*TEXT EXTRACT:*
-=-=-=-=-
6 hours ago, YoungGriff89 said:

I think the Tarly's swore allegiance to the Lannisters out of fear (I mean she blew up the sept of Baelor and still has an undead body guard that's a 7 foot tall brick shithouse), but also just the understanding that they could just depose of Olenna Tyrell and take the reach.  As far as Young Griff they could still theoretically shoehorn him in since the last season is supposed to have longer episodes.  They have to fill that time with something, and since I don't know how the story ends I don't know if the battle for the dawn is going to take up all of that, or even most of it.  It seems like a pretty straight forward battle, especially when they establish to the rest of the Westerosi people that the wights are in fact real but we'll see.  If something happens to Cersei that leaves a power vacuum in King's Landing, and I don't think Varys's questioning of Dany's fitness to run is necessarily just filler.  

Oh, come on, this whole Tarly story doesn't make any sense. Cersei offended the Seven and killed Tarly's liege lord as well as the head of his religion. The Tyrells are a very powerful house in the show. There is no reason to believe anyone would accept Cersei's coup. Not even the Westermen would accept that considering that there should be quite a few pious people there, too.

The show treats people like puppets. As if they are just there to do whatever the lead characters tell them to do. But that's not how power works in the books. If you look like a tyrant you don't exactly enjoy a lot of support. Anyone blowing up the Great Sept and killing the High Septon and the Most Devout would be rippled to pieces by an angry mob.

Just Ramsay would never get away with the murder of his father in the books. Roose might die there, too. But if he does then this will mark the quick end of Ramsay, too. Nobody likes him. Lady Barbrey even hates him. If Roose is dead, the Ryswells and Dustins won't support Ramsay, perhaps even turn against him. And the same goes, of course, for the Manderlys, the Umbers, and the other Northmen. He could, perhaps, count on a core contingent of Bolton men but only if they did not believe he murdered his father. But those men would never be enough to defeat Stannis or defend him against the other Northmen. He would be quickly killed.
-=-=-=-=-
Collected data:
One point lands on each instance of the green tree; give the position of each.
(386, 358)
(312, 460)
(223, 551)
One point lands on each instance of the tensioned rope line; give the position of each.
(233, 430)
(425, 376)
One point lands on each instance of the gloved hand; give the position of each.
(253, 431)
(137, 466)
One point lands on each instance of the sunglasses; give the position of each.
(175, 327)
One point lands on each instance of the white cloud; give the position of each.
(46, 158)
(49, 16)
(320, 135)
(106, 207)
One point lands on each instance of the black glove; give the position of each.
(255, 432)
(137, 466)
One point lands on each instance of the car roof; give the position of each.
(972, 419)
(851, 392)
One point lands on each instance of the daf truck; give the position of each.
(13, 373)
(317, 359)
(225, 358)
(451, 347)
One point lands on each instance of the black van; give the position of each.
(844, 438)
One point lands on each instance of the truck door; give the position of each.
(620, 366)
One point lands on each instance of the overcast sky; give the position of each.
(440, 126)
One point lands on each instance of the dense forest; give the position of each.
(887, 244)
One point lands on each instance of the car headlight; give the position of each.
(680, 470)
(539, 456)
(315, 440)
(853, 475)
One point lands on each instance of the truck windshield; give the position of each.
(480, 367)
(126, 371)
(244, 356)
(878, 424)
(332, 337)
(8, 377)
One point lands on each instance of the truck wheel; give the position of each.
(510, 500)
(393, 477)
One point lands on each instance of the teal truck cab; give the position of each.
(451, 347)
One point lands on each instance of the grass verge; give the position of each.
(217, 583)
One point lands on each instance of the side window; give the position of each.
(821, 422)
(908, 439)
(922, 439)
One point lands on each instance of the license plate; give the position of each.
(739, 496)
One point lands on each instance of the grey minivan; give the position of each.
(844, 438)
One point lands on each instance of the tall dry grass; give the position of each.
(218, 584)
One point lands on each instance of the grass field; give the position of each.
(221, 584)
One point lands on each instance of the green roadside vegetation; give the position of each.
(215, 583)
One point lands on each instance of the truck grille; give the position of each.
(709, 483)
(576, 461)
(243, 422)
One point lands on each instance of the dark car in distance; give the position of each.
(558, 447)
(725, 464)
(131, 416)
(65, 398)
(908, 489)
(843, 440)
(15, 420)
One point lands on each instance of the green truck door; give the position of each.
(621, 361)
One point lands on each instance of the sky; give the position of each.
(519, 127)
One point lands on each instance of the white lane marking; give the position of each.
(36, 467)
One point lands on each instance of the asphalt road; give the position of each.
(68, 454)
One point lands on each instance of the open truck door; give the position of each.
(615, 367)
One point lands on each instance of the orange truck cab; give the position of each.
-=-=-=-=-
*GIVEN TASK:*
In the forum post above, turn the paragraph that opens "Oh, come on, this whole Tarly story" into a short list that keeps its main points.

*EXPECTED OUTPUT:*
- The Tarly story in the show makes no sense.
- Cersei offended the Seven and killed Tarly's liege lord and the head of his religion.
- The Tyrells are a very powerful house in the show.
- There is no reason to believe anyone would accept Cersei's coup.
- Not even the Westermen would accept it, since there should be quite a few pious people among them too.